• [To be done]:
Could you give the lines below again with "Determine the location of" changed to "Locate" everywhere it appears, and everything else left the same?

• [The input]:
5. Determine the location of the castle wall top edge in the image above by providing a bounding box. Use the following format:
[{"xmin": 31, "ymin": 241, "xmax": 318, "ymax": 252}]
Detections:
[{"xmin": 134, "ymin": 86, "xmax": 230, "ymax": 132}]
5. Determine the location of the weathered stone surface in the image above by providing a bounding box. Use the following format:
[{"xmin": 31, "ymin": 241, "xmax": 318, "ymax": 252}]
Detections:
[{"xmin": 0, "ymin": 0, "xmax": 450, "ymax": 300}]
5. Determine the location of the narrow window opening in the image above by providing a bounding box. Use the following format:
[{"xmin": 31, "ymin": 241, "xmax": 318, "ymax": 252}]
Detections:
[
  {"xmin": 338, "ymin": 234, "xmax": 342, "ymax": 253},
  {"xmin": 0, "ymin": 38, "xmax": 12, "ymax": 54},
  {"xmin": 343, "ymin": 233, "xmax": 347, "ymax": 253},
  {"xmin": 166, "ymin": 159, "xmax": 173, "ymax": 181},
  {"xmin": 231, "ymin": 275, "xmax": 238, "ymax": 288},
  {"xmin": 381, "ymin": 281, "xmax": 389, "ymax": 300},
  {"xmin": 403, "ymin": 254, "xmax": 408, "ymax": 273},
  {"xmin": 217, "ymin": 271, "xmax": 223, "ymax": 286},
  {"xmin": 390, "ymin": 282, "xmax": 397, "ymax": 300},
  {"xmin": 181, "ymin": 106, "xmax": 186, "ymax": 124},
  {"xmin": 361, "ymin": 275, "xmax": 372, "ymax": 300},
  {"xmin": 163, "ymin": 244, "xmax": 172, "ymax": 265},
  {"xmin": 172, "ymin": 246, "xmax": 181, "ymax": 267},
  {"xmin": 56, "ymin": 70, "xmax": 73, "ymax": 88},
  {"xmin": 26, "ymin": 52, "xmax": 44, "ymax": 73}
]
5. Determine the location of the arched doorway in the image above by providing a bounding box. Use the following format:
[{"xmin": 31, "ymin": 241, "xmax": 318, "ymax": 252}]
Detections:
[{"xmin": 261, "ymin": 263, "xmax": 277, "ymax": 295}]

• [The output]:
5. Locate the castle wall top edge in the image above by providing a bounding box. Use the following format:
[{"xmin": 31, "ymin": 241, "xmax": 318, "ymax": 252}]
Detections:
[{"xmin": 134, "ymin": 86, "xmax": 230, "ymax": 132}]
5. Locate the weathered stone surface in the image above by providing a bounding box. Use the following format:
[{"xmin": 31, "ymin": 241, "xmax": 318, "ymax": 252}]
Detections:
[{"xmin": 0, "ymin": 0, "xmax": 450, "ymax": 300}]
5. Locate the narrow window opening in the image above by providing a bounding box. Use the following format:
[{"xmin": 31, "ymin": 241, "xmax": 318, "ymax": 252}]
Detections:
[
  {"xmin": 338, "ymin": 234, "xmax": 342, "ymax": 253},
  {"xmin": 0, "ymin": 38, "xmax": 12, "ymax": 54},
  {"xmin": 343, "ymin": 233, "xmax": 347, "ymax": 253},
  {"xmin": 166, "ymin": 159, "xmax": 173, "ymax": 181},
  {"xmin": 231, "ymin": 275, "xmax": 238, "ymax": 288},
  {"xmin": 381, "ymin": 281, "xmax": 389, "ymax": 300},
  {"xmin": 403, "ymin": 254, "xmax": 408, "ymax": 273},
  {"xmin": 217, "ymin": 271, "xmax": 223, "ymax": 286},
  {"xmin": 390, "ymin": 282, "xmax": 397, "ymax": 300},
  {"xmin": 181, "ymin": 106, "xmax": 186, "ymax": 124},
  {"xmin": 361, "ymin": 275, "xmax": 372, "ymax": 300},
  {"xmin": 163, "ymin": 244, "xmax": 172, "ymax": 265},
  {"xmin": 172, "ymin": 246, "xmax": 181, "ymax": 267},
  {"xmin": 56, "ymin": 70, "xmax": 73, "ymax": 88},
  {"xmin": 26, "ymin": 52, "xmax": 44, "ymax": 73}
]
5. Locate the arched doorway in the image above by providing a bounding box. Use the following format:
[{"xmin": 31, "ymin": 241, "xmax": 318, "ymax": 252}]
Detections:
[{"xmin": 261, "ymin": 263, "xmax": 277, "ymax": 295}]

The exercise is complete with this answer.